[Point labeling data]
====
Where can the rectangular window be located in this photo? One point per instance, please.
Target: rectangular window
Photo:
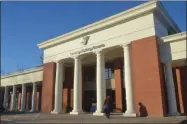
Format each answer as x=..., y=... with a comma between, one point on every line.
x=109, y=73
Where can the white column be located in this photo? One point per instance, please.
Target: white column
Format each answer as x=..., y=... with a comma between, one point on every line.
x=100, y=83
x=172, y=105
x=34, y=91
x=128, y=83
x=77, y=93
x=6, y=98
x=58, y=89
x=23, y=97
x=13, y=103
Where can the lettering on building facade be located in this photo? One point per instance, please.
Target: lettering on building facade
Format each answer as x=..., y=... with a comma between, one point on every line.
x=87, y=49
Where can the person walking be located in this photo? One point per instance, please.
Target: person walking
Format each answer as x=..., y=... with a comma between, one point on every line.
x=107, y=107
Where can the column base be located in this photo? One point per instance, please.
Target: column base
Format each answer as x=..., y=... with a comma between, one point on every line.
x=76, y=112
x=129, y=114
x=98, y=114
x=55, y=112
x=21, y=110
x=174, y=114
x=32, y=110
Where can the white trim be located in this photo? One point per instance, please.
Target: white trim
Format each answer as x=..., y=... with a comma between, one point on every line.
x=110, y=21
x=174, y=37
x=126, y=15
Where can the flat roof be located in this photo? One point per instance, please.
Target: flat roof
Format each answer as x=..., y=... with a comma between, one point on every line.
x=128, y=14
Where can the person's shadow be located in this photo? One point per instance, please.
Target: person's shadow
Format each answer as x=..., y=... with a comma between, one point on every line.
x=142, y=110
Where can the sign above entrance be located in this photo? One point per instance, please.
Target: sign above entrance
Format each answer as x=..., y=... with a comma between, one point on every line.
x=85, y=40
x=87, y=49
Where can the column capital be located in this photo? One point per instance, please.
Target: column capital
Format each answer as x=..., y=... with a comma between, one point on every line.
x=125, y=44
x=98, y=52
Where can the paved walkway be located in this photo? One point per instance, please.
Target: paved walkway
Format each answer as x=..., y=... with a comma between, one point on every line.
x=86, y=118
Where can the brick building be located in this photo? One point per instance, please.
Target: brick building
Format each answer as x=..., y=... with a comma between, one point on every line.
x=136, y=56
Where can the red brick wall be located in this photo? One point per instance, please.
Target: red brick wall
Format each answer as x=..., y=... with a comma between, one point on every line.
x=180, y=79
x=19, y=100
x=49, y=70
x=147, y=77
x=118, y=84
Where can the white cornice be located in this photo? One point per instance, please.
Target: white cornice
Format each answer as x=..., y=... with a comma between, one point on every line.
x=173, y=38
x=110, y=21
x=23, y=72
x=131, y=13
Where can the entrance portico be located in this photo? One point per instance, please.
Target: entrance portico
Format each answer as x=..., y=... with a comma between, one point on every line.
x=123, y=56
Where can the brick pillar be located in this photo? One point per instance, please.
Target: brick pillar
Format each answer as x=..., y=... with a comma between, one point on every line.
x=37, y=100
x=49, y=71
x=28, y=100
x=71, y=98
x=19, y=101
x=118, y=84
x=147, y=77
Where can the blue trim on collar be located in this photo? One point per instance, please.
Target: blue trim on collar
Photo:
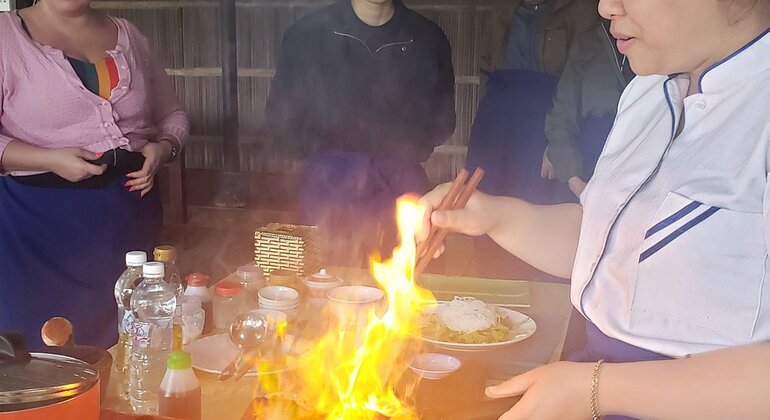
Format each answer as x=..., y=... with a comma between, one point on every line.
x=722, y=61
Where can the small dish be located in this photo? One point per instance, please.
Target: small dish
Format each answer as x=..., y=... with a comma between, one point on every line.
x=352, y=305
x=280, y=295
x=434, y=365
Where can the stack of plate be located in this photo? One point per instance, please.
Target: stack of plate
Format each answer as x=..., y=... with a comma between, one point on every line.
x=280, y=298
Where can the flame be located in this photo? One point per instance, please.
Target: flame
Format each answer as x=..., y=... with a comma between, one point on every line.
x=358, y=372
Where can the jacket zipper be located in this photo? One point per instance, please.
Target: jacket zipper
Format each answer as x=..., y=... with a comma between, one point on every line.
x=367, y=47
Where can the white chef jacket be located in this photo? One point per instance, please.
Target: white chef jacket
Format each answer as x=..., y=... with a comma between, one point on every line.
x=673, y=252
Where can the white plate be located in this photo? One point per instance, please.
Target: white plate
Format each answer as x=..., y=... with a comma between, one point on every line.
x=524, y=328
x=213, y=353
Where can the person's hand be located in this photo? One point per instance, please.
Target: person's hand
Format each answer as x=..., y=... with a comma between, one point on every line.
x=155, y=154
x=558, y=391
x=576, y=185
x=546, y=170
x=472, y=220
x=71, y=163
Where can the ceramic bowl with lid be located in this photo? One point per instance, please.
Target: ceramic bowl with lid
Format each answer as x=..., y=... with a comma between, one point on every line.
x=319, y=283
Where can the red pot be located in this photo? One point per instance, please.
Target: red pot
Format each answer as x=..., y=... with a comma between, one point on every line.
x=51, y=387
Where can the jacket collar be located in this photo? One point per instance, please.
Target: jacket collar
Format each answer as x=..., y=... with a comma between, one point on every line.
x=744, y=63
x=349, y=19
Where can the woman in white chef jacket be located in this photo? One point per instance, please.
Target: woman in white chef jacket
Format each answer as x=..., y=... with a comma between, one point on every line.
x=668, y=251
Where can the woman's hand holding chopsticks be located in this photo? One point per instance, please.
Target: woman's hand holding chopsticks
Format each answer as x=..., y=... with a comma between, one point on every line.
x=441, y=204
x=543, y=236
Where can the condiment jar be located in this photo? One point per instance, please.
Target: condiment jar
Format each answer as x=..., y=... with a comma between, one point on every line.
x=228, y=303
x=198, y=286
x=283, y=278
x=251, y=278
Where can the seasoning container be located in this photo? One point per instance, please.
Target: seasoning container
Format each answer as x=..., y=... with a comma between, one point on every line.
====
- Task to carry out -
Write out all of the data above line for line, leaving out the pictures.

- Result -
Where can the rectangular window be located in this photo? One point per instance, please.
Target: rectangular window
Photo:
Format each answer as x=..., y=... with a comma between, one point on every line.
x=109, y=73
Where can the white column be located in this photo? One point per instance, please.
Target: white column
Format each answer as x=..., y=... with a comma between, one point on every line.
x=100, y=83
x=172, y=105
x=34, y=91
x=128, y=83
x=77, y=93
x=6, y=98
x=58, y=89
x=23, y=97
x=13, y=103
Where can the lettering on building facade be located in this photo? One point per instance, please.
Target: lettering on building facade
Format each answer as x=..., y=... with a comma between, one point on every line.
x=87, y=49
Where can the person walking be located in this photo? One point per instance, please.
Target: person walking
Format each answer as x=..., y=... with a comma between, one point on every line.
x=107, y=107
Where can the column base be located in this photo? One point per instance, please.
Target: column base
Format each answer as x=..., y=... with a comma between, one point on every line.
x=76, y=112
x=129, y=114
x=98, y=114
x=55, y=112
x=21, y=110
x=174, y=114
x=32, y=110
Where can the white trim be located in this photo? One point per instance, please.
Target: white trim
Format each answer as x=..., y=... with a comma between, one point on every line.
x=110, y=21
x=174, y=37
x=126, y=15
Where can the flat roof be located in this photo? One point per instance, please.
Target: flat roof
Format each answer as x=..., y=... with a comma between, one point on every line.
x=128, y=14
Where can the person's shadow be located in this photo? One point per instance, please.
Target: person's shadow
Format each answer as x=..., y=... with a comma between, one point on every line.
x=142, y=110
Where can the sign above entrance be located in this photo? One point per instance, please.
Target: sign above entrance
Format each answer as x=..., y=... with a comma between, one point on every line.
x=85, y=40
x=87, y=49
Where can the column capital be located in this photo? One point per instance, please.
Target: column capital
Format each answer as x=..., y=... with a comma between, one point on every line.
x=125, y=44
x=98, y=52
Where can the paved walkway be located in this photo? One point per instance, please.
Target: paved walkway
Format each answer as x=..., y=... with a comma between, one point on every line.
x=86, y=118
Where can the brick building be located in this photo? One point per instance, please.
Target: brick building
Format each answer as x=..., y=... with a comma between, one point on every line.
x=136, y=56
Where can the red brick wall be located in this photo? One point per instance, please.
Target: red brick wall
Format each answer as x=..., y=... with a comma between, one point on every line.
x=180, y=79
x=19, y=100
x=49, y=70
x=147, y=77
x=118, y=84
Where can the white cornice be located in this photo? One point per instance, please.
Target: white cornice
Format each answer as x=..., y=... with a comma between, one point on every line.
x=173, y=38
x=110, y=21
x=23, y=72
x=131, y=13
Where can the entrance portico be located in this photo? One point per instance, please.
Target: entrance portico
Format each answer as x=..., y=... with a comma between, one point on every line.
x=123, y=56
Where can the brick pillar be located in this photo? One point per instance, please.
Target: brick pillar
Format each answer as x=..., y=... with a comma between, one point on every line.
x=37, y=100
x=49, y=71
x=28, y=100
x=71, y=98
x=19, y=101
x=118, y=84
x=147, y=77
Where can the blue trim on collar be located in this photo? One point per instance, please.
Target: blue trim on collar
Photo:
Format each answer as x=..., y=... with a comma between, one point on every line.
x=722, y=61
Where can the small dish be located in this photo? One point per instance, please.
Target: small dish
Format each answer as x=..., y=... with a comma between, one point on every line.
x=352, y=305
x=280, y=295
x=434, y=365
Where can the stack of plate be located in this photo? One point per instance, please.
Target: stack of plate
Format each answer as x=..., y=... with a comma between, one point on every line.
x=280, y=298
Where can the flame be located in this photo? One point per instance, please.
Target: flame
Format each answer as x=..., y=... with a comma between, one point on every line.
x=358, y=372
Where can the jacket zipper be located in this photo? One point per instance, please.
Target: jacket zipper
Format each answer as x=..., y=... with a comma between, one point on every line.
x=367, y=47
Where can the white chef jacket be located in this photo? One point per instance, please.
Target: white chef jacket
Format each answer as x=..., y=... with a comma between, one point on every line.
x=673, y=252
Where can the white plate be located in this photo? One point per instance, please.
Target: white plate
Format each answer as x=..., y=... with a comma between, one point on every line.
x=524, y=328
x=213, y=353
Where can the person's hand be located in this photo? One point per instance, please.
Target: person's hand
Format each answer as x=..., y=... with a comma between, one point on every line.
x=155, y=154
x=558, y=391
x=576, y=185
x=546, y=170
x=472, y=220
x=71, y=163
Where can the ceramic bowl with lid be located in this photo? One point per instance, please.
Target: ceramic bowl with lid
Format each answer as x=..., y=... with a comma between, one point on every line.
x=319, y=283
Where can the red pot be located in this photo? One point per instance, please.
Target: red pot
Format each answer as x=..., y=... with a comma between, one point on every line.
x=51, y=387
Where can the jacket collar be located in this photo? One point per instance, please.
Target: jacket collar
Format each answer as x=..., y=... with a comma between, one point on every line.
x=744, y=63
x=349, y=19
Where can the woman in white chef jacket be located in this photo? One point per instance, please.
Target: woman in white chef jacket
Format each answer as x=..., y=... with a comma between, one point on every line.
x=668, y=251
Where can the woman's hand holding chopsticks be located in this photo? One point per instance, please.
Target: woman's hand holding chopsticks
Format each answer as x=..., y=... with a comma between, one point on every line.
x=441, y=204
x=543, y=236
Where can the condiment jar be located in this photo? One point per instance, please.
Target: condiment jar
Format each answer as x=..., y=... with a comma between, one point on every line.
x=228, y=303
x=198, y=286
x=283, y=278
x=251, y=278
Where can the seasoning container be located in this photo? One point per instance, please.
Target: seasoning container
Format each answer as x=..., y=... with a comma between, one point on every line.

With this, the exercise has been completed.